■ Aim of the task: Look below for the line containing "Exercise. Mark every instance of the person in black" and the line containing "Exercise. Mark every instance of the dog"; repeat exactly those two lines and all lines between them, and nothing else.

++++++++++

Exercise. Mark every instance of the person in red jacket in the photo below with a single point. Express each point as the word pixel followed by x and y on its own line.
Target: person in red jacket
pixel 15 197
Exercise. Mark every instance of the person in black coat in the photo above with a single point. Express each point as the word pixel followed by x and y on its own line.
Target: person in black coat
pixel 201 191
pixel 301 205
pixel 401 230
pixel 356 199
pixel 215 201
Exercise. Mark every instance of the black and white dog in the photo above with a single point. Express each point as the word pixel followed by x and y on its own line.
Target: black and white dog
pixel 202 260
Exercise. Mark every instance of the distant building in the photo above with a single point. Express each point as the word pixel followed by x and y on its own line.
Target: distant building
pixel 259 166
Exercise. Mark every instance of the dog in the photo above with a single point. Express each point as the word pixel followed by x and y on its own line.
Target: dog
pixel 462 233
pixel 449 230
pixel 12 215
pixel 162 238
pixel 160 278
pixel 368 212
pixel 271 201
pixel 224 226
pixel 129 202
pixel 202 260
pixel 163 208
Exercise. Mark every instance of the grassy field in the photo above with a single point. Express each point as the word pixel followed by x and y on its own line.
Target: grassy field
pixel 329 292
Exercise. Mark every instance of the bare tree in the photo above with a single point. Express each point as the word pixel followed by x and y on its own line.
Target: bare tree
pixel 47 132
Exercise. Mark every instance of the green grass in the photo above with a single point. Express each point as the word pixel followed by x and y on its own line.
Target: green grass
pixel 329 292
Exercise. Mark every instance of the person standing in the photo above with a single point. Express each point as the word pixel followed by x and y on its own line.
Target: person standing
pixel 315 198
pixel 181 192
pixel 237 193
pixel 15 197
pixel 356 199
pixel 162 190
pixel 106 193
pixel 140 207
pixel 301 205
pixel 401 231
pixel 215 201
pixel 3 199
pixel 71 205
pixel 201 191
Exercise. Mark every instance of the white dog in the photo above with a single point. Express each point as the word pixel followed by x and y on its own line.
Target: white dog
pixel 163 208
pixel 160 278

++++++++++

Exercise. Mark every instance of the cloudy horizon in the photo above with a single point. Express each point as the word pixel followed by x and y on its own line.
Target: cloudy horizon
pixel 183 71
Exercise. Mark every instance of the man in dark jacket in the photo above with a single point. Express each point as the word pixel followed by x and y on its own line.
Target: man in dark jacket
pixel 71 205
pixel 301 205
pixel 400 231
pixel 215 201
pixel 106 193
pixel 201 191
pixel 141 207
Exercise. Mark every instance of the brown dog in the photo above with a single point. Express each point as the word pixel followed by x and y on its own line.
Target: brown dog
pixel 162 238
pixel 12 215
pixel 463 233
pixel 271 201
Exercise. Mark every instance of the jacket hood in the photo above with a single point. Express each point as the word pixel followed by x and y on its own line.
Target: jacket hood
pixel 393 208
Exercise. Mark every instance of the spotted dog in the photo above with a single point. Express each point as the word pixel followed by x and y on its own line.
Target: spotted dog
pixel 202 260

++++++++++

■ Exercise solution:
Exercise. Mark every instance of the person in black coat in the photo above with a single point. Express each point as the word pixel followed by x and y on its own line.
Target: person in black coat
pixel 201 191
pixel 301 205
pixel 401 230
pixel 356 199
pixel 215 201
Exercise. Mark every instance of the black and white dog in the photo above with a single point. Express each point as the word pixel followed by x and y on its own line.
Target: black and white dog
pixel 202 260
Exercise. Mark every instance of the distant building in the photo above with a single point. Express each point as the word pixel followed by x and y on its own line.
Target: distant building
pixel 259 166
Exercise. Mark every instance of the dog in the photo above with a single point. Express each point as the word pixel followed by x and y on its own line.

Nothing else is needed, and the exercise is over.